> **What to produce**:
Convert all the lines below into a JSON list of strings, one string per line, and skip any blank lines.

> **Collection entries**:
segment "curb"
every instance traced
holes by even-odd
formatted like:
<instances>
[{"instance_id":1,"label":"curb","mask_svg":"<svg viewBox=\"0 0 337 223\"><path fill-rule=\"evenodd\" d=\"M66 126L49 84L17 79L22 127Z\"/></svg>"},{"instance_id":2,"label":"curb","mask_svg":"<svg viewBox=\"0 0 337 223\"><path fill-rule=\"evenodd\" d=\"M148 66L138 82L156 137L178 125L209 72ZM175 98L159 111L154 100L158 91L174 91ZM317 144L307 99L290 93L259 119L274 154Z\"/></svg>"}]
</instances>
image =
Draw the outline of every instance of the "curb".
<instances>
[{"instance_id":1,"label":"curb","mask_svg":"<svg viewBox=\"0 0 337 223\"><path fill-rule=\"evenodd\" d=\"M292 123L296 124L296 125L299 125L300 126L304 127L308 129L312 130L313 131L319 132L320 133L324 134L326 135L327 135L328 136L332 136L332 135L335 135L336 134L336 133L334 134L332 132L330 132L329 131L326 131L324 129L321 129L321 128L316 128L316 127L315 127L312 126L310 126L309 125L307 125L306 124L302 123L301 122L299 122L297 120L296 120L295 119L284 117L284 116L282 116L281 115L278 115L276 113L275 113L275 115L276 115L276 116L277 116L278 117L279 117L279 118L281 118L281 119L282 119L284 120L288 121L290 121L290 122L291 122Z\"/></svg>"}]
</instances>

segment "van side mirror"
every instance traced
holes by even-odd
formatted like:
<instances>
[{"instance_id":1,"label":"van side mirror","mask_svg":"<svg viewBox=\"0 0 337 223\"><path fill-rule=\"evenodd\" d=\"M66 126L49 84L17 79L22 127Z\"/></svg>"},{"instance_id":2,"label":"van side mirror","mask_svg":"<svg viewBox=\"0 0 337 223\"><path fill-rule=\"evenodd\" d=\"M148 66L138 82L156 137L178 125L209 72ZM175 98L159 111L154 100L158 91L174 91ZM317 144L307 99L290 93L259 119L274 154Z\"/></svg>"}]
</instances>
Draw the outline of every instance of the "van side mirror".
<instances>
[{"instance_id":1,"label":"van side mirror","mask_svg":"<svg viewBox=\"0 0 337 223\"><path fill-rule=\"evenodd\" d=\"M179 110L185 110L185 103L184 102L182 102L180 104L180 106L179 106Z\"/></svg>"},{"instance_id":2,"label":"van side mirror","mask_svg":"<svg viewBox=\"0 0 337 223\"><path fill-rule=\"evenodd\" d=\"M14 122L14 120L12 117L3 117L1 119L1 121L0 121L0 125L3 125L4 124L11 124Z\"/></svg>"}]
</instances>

> **Response to the task**:
[
  "segment \"curb\"",
  "every instance traced",
  "holes by even-odd",
  "formatted like:",
  "<instances>",
  "[{\"instance_id\":1,\"label\":\"curb\",\"mask_svg\":\"<svg viewBox=\\\"0 0 337 223\\\"><path fill-rule=\\\"evenodd\\\" d=\\\"M66 126L49 84L17 79L22 127Z\\\"/></svg>\"},{\"instance_id\":2,\"label\":\"curb\",\"mask_svg\":\"<svg viewBox=\\\"0 0 337 223\\\"><path fill-rule=\\\"evenodd\\\" d=\\\"M148 66L138 82L156 137L178 125L209 72ZM175 98L159 111L154 100L158 91L174 91ZM317 144L307 99L290 93L259 119L274 154Z\\\"/></svg>\"}]",
  "</instances>",
  "image =",
  "Draw the outline of every instance of the \"curb\".",
  "<instances>",
  "[{\"instance_id\":1,\"label\":\"curb\",\"mask_svg\":\"<svg viewBox=\\\"0 0 337 223\\\"><path fill-rule=\\\"evenodd\\\" d=\\\"M292 123L296 124L296 125L299 125L300 126L304 127L308 129L312 130L313 131L319 132L320 133L324 134L326 135L327 135L328 136L332 136L332 135L335 135L336 134L336 133L334 134L332 132L330 132L329 131L326 131L324 129L321 129L321 128L316 128L316 127L315 127L312 126L310 126L309 125L307 125L306 124L302 123L301 122L299 122L297 120L296 120L295 119L284 117L284 116L282 116L281 115L278 115L276 113L275 113L275 115L276 115L276 116L277 116L278 117L279 117L279 118L281 118L281 119L282 119L284 120L288 121L290 121L290 122L291 122Z\\\"/></svg>\"}]",
  "</instances>",
  "segment \"van side mirror\"",
  "every instance traced",
  "holes by even-odd",
  "formatted like:",
  "<instances>",
  "[{\"instance_id\":1,\"label\":\"van side mirror\",\"mask_svg\":\"<svg viewBox=\\\"0 0 337 223\\\"><path fill-rule=\\\"evenodd\\\" d=\\\"M66 126L49 84L17 79L22 127Z\\\"/></svg>\"},{\"instance_id\":2,\"label\":\"van side mirror\",\"mask_svg\":\"<svg viewBox=\\\"0 0 337 223\\\"><path fill-rule=\\\"evenodd\\\" d=\\\"M148 66L138 82L156 137L178 125L209 72ZM175 98L159 111L154 100L158 91L174 91ZM317 144L307 99L290 93L259 119L274 154Z\\\"/></svg>\"}]",
  "</instances>",
  "Draw the outline of every instance of the \"van side mirror\".",
  "<instances>",
  "[{\"instance_id\":1,\"label\":\"van side mirror\",\"mask_svg\":\"<svg viewBox=\\\"0 0 337 223\\\"><path fill-rule=\\\"evenodd\\\" d=\\\"M179 110L185 110L185 103L184 102L182 102L180 104L180 106L179 106Z\\\"/></svg>\"},{\"instance_id\":2,\"label\":\"van side mirror\",\"mask_svg\":\"<svg viewBox=\\\"0 0 337 223\\\"><path fill-rule=\\\"evenodd\\\" d=\\\"M14 122L14 120L12 117L3 117L1 119L1 121L0 121L0 125L3 125L4 124L11 124Z\\\"/></svg>\"}]",
  "</instances>"
]